• [WORK REQUEST A] Reproduce word for word the part of the passage on nocebo language starting at "Let’s keep building" and ending at "Degenerative hair disease?".
• [WORK REQUEST B]
Using the passage on nocebo language, decide whether each statement agrees with it. Answer yes or no for each, and quote the exact words that settle it.
(i) The passage presents a definitive list of Bad Things to Say.
(ii) The passage calls "age-related change" in joints a euphemism for arthritic degeneration.
(iii) The take-home message of the nocebo post was that the "scary" statements are inherently dangerous to people.
• [WORK REQUEST C] List every quality that the passage on nocebo language attributes to the good alternatives to "scary" statements.

Note that all of these things have actually been said to patients, some of them far too often (“slipped disc”), others more rarely but disastrously (“butchered”). And it isn’t a definitive list of Bad Things to Say, but rather a list of candidates and usual suspects, word choices that are often accused of being nocebic — some much more justifiably than others, but this is not an exact science.
Let’s keep building the list. For instance, I’d love to add more examples about weirder pain issues, like A Rational Guide to Fibromyalgia. Have you been told something by a healthcare professional that seemed like a harmful exaggeration? Or just an unnecessarily scary way of explaining the truth? Keep ’em coming.
One other nice nocebo addendum …
Degenerative hair disease?
The take-home message of that nocebo post was not that these “scary” statements are inherently dangerous to people: it’s mostly how and when they are used that really counts, and most can be used much more safely with proper handling. And there are also often good alternatives that are more honest, educational, and gentle. For instance, a reader sent me this great example of creative, whimsical use of language for explaining arthritis…
“Age-related change” in joints is an obvious euphemism for arthritic degeneration. However, “degeneration” implies more worrisome pathology than is necessary or helpful, and so we probably shouldn’t say (or imply) that joints are “degenerating” any more than we would tell someone with gray hair that they have degenerative hair disease, or tell someone with wrinkles that they have degenerative skin disease. While degenerating joints obviously exist and certainly are nasty at times, we can and do live with arthritis much more peacefully than most people realize.
That analogy is a great way to say everything that matters: cute, clever, and functional.

• [GIVEN ENTRIES]
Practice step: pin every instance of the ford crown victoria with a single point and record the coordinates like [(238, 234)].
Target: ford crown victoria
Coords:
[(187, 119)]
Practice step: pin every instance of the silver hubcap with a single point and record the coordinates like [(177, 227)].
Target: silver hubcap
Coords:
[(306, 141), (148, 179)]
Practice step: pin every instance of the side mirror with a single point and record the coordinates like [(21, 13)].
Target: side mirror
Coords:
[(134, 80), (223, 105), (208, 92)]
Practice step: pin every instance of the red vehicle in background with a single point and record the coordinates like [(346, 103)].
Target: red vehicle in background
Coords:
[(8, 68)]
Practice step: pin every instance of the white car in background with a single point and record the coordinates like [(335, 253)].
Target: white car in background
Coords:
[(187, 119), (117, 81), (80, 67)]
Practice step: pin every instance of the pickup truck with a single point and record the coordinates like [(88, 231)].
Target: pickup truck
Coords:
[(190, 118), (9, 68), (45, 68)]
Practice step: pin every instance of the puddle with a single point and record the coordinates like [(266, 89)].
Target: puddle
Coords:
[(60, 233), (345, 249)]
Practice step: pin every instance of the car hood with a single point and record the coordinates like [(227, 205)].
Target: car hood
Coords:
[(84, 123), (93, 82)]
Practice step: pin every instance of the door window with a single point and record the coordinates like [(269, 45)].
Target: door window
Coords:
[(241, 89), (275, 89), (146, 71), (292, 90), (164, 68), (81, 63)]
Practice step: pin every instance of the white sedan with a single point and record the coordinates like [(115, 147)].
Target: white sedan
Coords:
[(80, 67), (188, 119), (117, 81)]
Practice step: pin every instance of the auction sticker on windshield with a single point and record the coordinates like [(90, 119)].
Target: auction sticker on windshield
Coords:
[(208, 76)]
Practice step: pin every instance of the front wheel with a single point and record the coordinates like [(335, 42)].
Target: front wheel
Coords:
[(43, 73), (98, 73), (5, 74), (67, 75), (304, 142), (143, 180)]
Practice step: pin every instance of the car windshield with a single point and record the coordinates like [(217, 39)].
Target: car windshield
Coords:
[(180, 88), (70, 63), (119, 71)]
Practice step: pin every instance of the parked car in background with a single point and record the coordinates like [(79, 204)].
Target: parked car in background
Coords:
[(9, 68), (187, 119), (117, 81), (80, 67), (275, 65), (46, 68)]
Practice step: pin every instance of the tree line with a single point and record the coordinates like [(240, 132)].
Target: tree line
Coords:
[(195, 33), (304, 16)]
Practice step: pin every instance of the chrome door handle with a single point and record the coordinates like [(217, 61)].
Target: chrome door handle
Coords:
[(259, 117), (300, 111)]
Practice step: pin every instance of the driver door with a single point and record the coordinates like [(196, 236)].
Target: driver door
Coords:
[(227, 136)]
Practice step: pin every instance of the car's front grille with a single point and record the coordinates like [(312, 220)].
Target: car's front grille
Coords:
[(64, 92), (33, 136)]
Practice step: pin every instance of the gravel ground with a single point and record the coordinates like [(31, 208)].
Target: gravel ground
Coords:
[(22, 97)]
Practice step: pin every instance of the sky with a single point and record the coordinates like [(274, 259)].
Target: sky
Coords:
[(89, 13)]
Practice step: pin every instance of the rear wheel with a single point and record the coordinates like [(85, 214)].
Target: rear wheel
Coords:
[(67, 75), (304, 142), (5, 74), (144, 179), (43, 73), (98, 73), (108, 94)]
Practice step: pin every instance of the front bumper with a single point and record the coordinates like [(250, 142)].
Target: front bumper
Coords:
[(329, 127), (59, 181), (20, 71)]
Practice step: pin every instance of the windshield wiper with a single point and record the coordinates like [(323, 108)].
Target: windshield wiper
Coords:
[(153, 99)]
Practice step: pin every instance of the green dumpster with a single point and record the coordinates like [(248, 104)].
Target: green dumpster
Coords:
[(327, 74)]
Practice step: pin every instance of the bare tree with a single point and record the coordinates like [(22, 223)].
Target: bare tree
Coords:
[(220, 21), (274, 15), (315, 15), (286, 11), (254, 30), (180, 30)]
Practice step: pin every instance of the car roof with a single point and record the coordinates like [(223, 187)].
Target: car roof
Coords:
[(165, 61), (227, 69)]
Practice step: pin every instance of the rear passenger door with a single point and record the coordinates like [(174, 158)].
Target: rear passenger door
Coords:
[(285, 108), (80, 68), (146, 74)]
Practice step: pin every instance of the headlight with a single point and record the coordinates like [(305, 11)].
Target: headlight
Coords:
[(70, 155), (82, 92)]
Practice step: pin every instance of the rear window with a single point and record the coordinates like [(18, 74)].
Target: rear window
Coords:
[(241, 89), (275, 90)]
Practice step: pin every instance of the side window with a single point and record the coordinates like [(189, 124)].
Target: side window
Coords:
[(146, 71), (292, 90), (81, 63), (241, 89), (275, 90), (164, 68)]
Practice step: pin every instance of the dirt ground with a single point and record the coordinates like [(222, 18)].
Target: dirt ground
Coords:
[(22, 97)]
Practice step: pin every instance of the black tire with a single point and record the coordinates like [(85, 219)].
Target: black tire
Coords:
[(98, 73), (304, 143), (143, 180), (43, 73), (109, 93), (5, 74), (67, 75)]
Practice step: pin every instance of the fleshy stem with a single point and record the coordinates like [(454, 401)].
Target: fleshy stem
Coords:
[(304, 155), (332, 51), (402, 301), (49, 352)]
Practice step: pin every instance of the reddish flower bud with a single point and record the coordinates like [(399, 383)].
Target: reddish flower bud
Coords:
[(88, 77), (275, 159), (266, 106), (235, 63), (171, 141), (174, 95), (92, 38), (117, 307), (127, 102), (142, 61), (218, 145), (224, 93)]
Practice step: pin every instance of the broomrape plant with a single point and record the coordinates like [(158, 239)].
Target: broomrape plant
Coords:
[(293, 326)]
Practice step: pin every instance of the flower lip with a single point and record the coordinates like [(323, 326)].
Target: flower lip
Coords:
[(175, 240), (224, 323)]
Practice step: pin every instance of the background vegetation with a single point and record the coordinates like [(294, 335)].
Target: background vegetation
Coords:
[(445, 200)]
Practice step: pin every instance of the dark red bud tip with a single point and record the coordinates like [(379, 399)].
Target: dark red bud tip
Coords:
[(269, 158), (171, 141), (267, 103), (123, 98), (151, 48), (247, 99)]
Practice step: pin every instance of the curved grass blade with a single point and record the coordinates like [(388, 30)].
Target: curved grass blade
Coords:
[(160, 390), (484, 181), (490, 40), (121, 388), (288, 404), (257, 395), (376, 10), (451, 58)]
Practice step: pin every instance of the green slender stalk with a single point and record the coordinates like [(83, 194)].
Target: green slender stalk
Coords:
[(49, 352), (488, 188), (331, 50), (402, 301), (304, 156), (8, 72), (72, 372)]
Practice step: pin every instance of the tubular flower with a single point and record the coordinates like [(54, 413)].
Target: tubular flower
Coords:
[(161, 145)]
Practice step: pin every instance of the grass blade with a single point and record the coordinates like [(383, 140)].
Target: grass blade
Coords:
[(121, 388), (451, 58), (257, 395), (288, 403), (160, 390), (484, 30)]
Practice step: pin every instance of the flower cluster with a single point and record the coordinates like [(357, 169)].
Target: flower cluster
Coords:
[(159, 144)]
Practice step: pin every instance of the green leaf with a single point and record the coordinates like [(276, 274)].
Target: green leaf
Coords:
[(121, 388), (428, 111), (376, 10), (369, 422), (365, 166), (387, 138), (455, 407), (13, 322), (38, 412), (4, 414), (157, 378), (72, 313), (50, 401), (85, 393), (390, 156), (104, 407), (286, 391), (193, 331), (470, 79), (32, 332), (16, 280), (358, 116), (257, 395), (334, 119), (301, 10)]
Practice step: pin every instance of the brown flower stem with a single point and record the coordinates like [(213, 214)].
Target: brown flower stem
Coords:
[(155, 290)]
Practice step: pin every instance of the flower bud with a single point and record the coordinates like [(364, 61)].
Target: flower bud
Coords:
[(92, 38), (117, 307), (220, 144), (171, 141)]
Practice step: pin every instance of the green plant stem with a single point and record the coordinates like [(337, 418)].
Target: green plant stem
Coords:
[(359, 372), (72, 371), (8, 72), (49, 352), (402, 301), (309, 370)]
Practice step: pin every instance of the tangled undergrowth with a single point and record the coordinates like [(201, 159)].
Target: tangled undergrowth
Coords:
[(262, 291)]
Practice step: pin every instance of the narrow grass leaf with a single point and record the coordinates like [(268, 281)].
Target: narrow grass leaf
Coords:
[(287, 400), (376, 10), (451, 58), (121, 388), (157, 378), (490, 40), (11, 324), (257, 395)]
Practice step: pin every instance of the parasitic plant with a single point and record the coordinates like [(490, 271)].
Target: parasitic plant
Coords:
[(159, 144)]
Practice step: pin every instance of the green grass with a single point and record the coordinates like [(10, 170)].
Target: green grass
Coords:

--

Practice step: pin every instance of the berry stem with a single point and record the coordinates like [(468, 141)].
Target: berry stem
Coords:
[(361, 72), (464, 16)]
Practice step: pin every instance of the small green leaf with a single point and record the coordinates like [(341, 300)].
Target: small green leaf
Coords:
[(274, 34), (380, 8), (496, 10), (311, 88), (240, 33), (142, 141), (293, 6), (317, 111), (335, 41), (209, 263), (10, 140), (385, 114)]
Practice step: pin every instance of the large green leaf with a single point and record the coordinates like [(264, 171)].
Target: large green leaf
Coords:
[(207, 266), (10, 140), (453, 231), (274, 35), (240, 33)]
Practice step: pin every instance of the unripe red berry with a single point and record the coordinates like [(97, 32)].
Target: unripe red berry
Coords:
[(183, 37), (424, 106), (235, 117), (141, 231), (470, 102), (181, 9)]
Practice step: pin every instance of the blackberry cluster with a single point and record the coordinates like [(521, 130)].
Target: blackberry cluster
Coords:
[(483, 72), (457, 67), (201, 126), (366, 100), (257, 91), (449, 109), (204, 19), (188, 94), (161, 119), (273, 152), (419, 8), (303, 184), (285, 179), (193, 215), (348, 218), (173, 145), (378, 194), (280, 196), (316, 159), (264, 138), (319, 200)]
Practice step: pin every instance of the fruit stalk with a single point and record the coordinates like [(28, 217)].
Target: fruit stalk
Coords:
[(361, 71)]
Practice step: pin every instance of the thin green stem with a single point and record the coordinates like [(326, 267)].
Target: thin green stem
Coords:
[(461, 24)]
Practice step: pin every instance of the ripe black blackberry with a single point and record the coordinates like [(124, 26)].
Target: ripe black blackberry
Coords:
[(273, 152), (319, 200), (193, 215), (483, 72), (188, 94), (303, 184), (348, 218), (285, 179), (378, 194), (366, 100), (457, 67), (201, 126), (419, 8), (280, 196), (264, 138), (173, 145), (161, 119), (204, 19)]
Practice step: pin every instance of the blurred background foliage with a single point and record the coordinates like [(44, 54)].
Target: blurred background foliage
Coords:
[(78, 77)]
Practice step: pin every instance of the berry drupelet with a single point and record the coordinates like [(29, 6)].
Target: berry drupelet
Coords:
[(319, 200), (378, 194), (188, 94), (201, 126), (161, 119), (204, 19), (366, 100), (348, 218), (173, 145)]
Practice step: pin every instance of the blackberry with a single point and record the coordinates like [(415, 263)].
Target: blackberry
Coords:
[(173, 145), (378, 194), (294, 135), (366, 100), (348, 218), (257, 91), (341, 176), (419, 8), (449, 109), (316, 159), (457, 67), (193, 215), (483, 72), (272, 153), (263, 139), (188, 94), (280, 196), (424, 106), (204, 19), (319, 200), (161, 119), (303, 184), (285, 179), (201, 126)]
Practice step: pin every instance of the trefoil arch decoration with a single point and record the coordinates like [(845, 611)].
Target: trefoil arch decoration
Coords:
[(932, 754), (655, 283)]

• [OUTPUT A]
Let’s keep building the list. For instance, I’d love to add more examples about weirder pain issues, like A Rational Guide to Fibromyalgia. Have you been told something by a healthcare professional that seemed like a harmful exaggeration? Or just an unnecessarily scary way of explaining the truth? Keep ’em coming.
One other nice nocebo addendum …
Degenerative hair disease?

• [OUTPUT B]
(i) No: "it isn’t a definitive list of Bad Things to Say"
(ii) Yes: "“Age-related change” in joints is an obvious euphemism for arthritic degeneration."
(iii) No: "The take-home message of that nocebo post was not that these “scary” statements are inherently dangerous to people"

• [OUTPUT C] honest, educational, gentle